### Supplied material
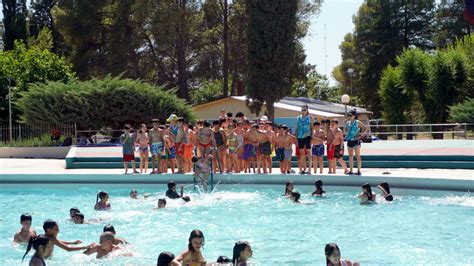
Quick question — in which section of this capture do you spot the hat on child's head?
[166,114,178,122]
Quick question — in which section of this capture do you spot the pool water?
[0,185,474,265]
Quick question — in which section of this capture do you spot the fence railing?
[0,123,76,144]
[369,123,474,139]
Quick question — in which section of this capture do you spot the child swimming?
[102,224,128,245]
[173,229,206,266]
[94,191,110,211]
[232,241,253,266]
[357,183,375,204]
[21,235,49,266]
[191,154,212,192]
[84,232,120,259]
[311,180,326,197]
[324,243,360,266]
[377,182,393,201]
[43,220,92,259]
[13,213,37,243]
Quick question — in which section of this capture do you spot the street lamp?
[341,94,351,117]
[347,67,354,95]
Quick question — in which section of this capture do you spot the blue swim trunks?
[275,147,285,162]
[151,142,163,155]
[311,144,324,157]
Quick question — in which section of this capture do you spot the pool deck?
[0,159,474,192]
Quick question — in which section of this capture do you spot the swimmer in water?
[173,230,206,266]
[84,232,120,259]
[102,224,128,245]
[21,235,49,266]
[69,207,81,222]
[288,192,301,203]
[358,183,375,204]
[13,213,37,243]
[156,251,181,266]
[324,243,360,266]
[153,199,166,210]
[311,180,326,197]
[43,220,92,259]
[94,191,110,211]
[283,181,295,197]
[377,182,393,201]
[232,241,253,266]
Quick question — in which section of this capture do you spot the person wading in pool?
[344,110,367,175]
[43,220,93,259]
[295,105,313,174]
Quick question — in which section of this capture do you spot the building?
[193,96,372,128]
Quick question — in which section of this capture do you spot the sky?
[0,0,363,85]
[303,0,363,85]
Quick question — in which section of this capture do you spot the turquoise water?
[0,185,474,265]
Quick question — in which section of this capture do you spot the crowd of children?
[13,180,393,266]
[120,106,367,176]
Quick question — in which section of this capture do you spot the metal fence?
[369,123,474,139]
[0,123,76,143]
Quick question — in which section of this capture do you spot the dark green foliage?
[17,76,192,129]
[449,98,474,123]
[246,0,297,119]
[379,66,413,124]
[0,41,74,121]
[2,0,28,50]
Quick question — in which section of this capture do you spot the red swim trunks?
[327,145,336,160]
[123,153,135,162]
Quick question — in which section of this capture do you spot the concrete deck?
[0,159,474,192]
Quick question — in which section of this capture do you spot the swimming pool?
[0,184,474,265]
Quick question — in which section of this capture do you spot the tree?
[434,0,473,48]
[449,98,474,123]
[17,76,193,129]
[2,0,28,51]
[29,0,66,55]
[247,0,297,120]
[0,41,74,121]
[379,65,413,124]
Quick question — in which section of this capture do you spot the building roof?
[232,95,372,117]
[278,97,372,114]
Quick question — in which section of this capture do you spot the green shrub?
[17,76,193,129]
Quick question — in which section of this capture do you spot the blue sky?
[0,0,363,85]
[303,0,363,85]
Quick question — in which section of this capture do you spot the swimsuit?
[29,255,46,266]
[275,147,285,162]
[258,141,272,155]
[242,143,257,160]
[312,144,324,157]
[150,142,163,155]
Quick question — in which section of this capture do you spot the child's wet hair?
[21,235,49,262]
[102,224,115,235]
[156,251,175,266]
[20,213,33,223]
[188,229,205,251]
[232,241,250,265]
[43,219,58,233]
[96,191,109,203]
[168,181,176,190]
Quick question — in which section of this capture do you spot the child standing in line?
[13,213,36,243]
[120,125,138,174]
[310,121,326,174]
[136,124,150,174]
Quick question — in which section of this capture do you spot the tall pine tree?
[246,0,298,120]
[2,0,28,51]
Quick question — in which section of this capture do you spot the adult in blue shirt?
[344,110,367,175]
[295,105,313,174]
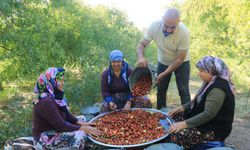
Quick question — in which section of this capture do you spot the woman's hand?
[80,126,101,136]
[77,120,96,126]
[168,121,187,133]
[123,101,132,110]
[168,106,184,117]
[156,72,166,84]
[109,102,117,110]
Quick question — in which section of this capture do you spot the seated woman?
[32,68,100,149]
[101,50,152,112]
[167,56,236,149]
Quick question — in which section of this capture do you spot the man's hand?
[109,102,117,110]
[137,39,150,67]
[156,72,166,84]
[168,106,184,117]
[168,121,187,134]
[123,101,131,110]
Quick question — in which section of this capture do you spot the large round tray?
[88,108,173,148]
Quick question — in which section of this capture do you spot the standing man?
[137,8,190,109]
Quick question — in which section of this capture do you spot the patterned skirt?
[35,116,86,150]
[165,114,218,150]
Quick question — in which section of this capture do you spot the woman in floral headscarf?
[101,50,152,112]
[32,68,100,149]
[164,56,236,149]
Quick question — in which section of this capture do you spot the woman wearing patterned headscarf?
[163,56,236,149]
[32,68,100,149]
[101,50,152,112]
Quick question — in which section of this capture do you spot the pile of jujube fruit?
[132,75,152,96]
[92,109,166,145]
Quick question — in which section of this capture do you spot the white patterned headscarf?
[195,56,236,101]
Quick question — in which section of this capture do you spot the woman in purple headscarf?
[32,68,100,149]
[164,56,236,149]
[101,50,152,112]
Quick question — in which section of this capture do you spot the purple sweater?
[32,97,80,141]
[101,68,132,103]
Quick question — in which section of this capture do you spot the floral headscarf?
[34,67,68,110]
[108,50,128,86]
[195,56,236,102]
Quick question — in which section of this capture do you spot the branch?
[0,45,12,52]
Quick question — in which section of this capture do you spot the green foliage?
[177,0,250,91]
[0,0,141,144]
[0,0,250,145]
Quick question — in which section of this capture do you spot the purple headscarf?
[34,67,68,109]
[195,56,236,102]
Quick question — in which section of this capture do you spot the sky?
[84,0,175,29]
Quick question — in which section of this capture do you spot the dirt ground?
[225,114,250,150]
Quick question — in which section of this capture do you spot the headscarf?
[34,67,68,111]
[108,50,128,86]
[109,50,123,61]
[195,56,236,103]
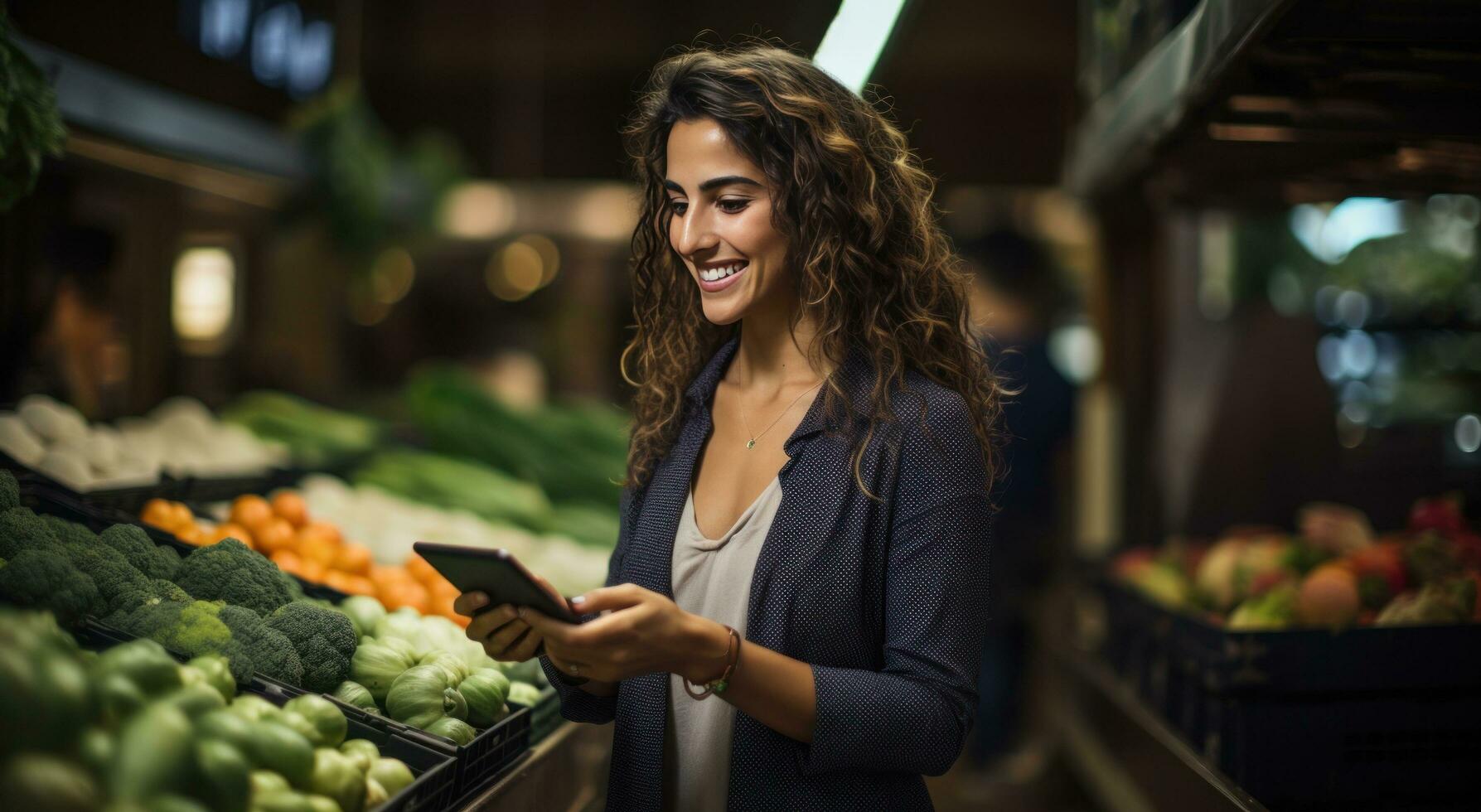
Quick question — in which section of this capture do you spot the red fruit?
[1408,494,1468,535]
[1348,541,1408,596]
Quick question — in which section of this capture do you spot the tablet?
[412,541,581,624]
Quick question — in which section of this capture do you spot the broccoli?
[62,543,154,611]
[175,538,294,616]
[41,515,98,544]
[154,578,196,603]
[268,602,357,694]
[98,524,179,579]
[154,544,181,581]
[0,470,21,513]
[0,507,58,560]
[0,549,99,626]
[104,597,254,683]
[219,606,303,684]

### Exercise prompt
Print every line above verbatim, omitting the pictures.

### The answer
Quick question — in which section of this capture do you spot the hat on child's head?
[166,114,178,122]
Quick question — in which section of this capture do you spot the pool water?
[0,185,474,265]
Quick question — in which section of this capture do you spot the fence railing?
[0,123,76,144]
[369,123,474,139]
Quick question — in which section of this capture do you spot the child swimming?
[102,224,128,245]
[173,229,206,266]
[94,191,110,211]
[232,241,253,266]
[357,183,375,204]
[21,235,49,266]
[191,154,212,192]
[84,232,120,259]
[311,180,326,197]
[324,243,360,266]
[377,182,393,201]
[43,220,92,259]
[13,213,37,243]
Quick question — in which section of this capture do you spot the street lamp?
[341,94,351,117]
[347,67,354,95]
Quick question — in which section of this capture do you spot the blue swim trunks?
[275,147,285,162]
[151,142,163,155]
[311,144,324,157]
Quick question — in which section of this capture do you spot the pool deck?
[0,159,474,192]
Quick question — in which section of this capture do you spot the swimmer in water?
[173,230,206,266]
[84,232,120,259]
[102,224,128,245]
[21,235,49,266]
[69,207,81,222]
[288,192,301,203]
[358,183,375,204]
[13,213,37,243]
[156,251,181,266]
[324,243,360,266]
[153,199,166,210]
[311,180,326,197]
[43,220,92,259]
[94,191,110,211]
[283,181,295,197]
[377,182,393,201]
[232,241,253,266]
Quick question — in which section of this capture do you spot the person wading in pool?
[344,110,367,175]
[43,220,93,259]
[295,105,313,174]
Quick question — in which section of this capture do you spot the building?
[193,96,372,128]
Quick question — in which section of this capture do you spot the sky?
[0,0,363,85]
[303,0,363,85]
Quick question — in which section of this capture do you spot the turquoise water?
[0,185,474,265]
Quick question — in which section of this capture do you spot the crowd of children?
[13,180,393,266]
[120,106,367,176]
Quick question — in which section of this capture do you spot the metal fence?
[369,123,474,139]
[0,123,76,143]
Quick question — in which section of this capture do you spot the dark green foliage?
[17,76,192,129]
[449,98,474,123]
[246,0,297,119]
[379,66,413,124]
[0,41,74,121]
[2,0,28,50]
Quick question — in which section of this capture do you spot the red swim trunks?
[327,145,336,160]
[123,153,135,162]
Quick question — in which section of this capture do you spot the concrete deck?
[0,159,474,192]
Quick question — in which section of this capture do you spot the swimming pool?
[0,184,474,265]
Quick question — in which section of this capture do you spot the tree?
[434,0,473,48]
[449,98,474,123]
[17,76,193,129]
[2,0,28,51]
[29,0,66,55]
[247,0,297,120]
[0,41,74,121]
[379,65,413,124]
Quick question — in which section of this capture do you spot the building roof?
[232,95,372,117]
[278,97,372,114]
Quick question — in which section of this capture do you spot the green shrub?
[17,76,193,129]
Quick question — in which section of this capture do you spot the blue sky?
[0,0,363,85]
[303,0,363,85]
Quick question — in which section of this capture do you spot the swimsuit?
[29,255,46,266]
[275,147,285,162]
[258,141,272,155]
[242,143,257,160]
[312,144,324,157]
[150,142,163,155]
Quick question — in which section of this capture do you spot the child's wet hair?
[21,235,49,262]
[102,224,115,235]
[156,251,175,266]
[20,213,33,223]
[188,229,205,251]
[232,241,250,265]
[43,219,58,233]
[96,191,109,203]
[168,181,176,190]
Quick question — in which section of this capture do you spot the child standing in line?
[13,213,36,243]
[120,125,138,174]
[310,121,326,174]
[136,124,150,174]
Quick question — in which section of this capture do you spot the tall pine tree?
[246,0,298,120]
[2,0,28,51]
Quick question — in which section of this capture do you spot the adult in blue shirt?
[344,110,367,175]
[295,105,313,174]
Quick question — in which section of this capture do you spot the woman's hand?
[80,126,101,136]
[77,120,96,126]
[168,121,187,133]
[123,101,132,110]
[168,106,184,117]
[156,72,166,84]
[109,102,117,110]
Quick question — in which section of this capture do you spot the seated woman?
[32,68,100,149]
[101,50,152,112]
[167,56,236,149]
Quick question — in which section of this capture do you spot the man's hand?
[109,102,117,110]
[137,39,150,67]
[156,72,166,84]
[168,106,184,117]
[168,121,187,134]
[123,101,131,110]
Quick question — in which section of this capture do you spot the large round tray?
[88,108,173,148]
Quick question — in which section of this capture do you spot the standing man?
[137,8,190,109]
Quick question — in which section of this capture do you spot the patterned skirt?
[35,116,86,150]
[165,114,218,150]
Quick question — in which section of this capture do you spot the woman in floral headscarf?
[101,50,152,112]
[32,68,100,149]
[164,56,236,149]
Quick question — in which section of this capture do you spot the woman wearing patterned headscarf?
[163,56,236,149]
[32,68,100,149]
[101,50,152,112]
Quick question — in which section of this capture do you spot the pile of jujube fruit?
[132,75,152,96]
[92,109,166,145]
Quick question — in which section of this capture do you spot the white patterned headscarf?
[195,56,236,101]
Quick question — in which section of this capture do you spot the woman in purple headscarf?
[32,68,100,149]
[164,56,236,149]
[101,50,152,112]
Quick question — in which section of this capture do you spot the purple sweater?
[32,97,80,141]
[101,68,132,103]
Quick question — in which section of this capture do you spot the floral headscarf?
[34,67,68,110]
[108,50,128,86]
[195,56,236,102]
Quick question — in which section of this capture do you spot the branch?
[0,45,12,52]
Quick question — in which section of this capture do you spot the green foliage?
[177,0,250,91]
[0,0,141,144]
[0,0,250,145]
Quick question — in which section of this capture do you spot the purple headscarf?
[34,67,68,109]
[195,56,236,102]
Quick question — in which section of this capture do you spot the sky?
[84,0,175,29]
Quick question — in which section of this capture do you spot the dirt ground?
[225,114,250,150]
Quick question — in which section of this capture do you spot the headscarf?
[34,67,68,111]
[108,50,128,86]
[109,50,123,61]
[195,56,236,103]
Quick question — in which section of this capture do you spot the red fruit?
[1408,494,1468,535]
[1348,541,1408,596]
Quick question — in which section of this capture do you spot the tablet?
[412,541,581,624]
Quick question — in which section of this capture do you spot the broccoli?
[62,543,154,611]
[175,538,294,616]
[41,515,98,544]
[154,578,196,603]
[268,602,357,694]
[98,524,179,579]
[154,544,181,581]
[0,470,21,513]
[0,507,58,560]
[0,549,99,626]
[104,597,254,683]
[219,606,303,684]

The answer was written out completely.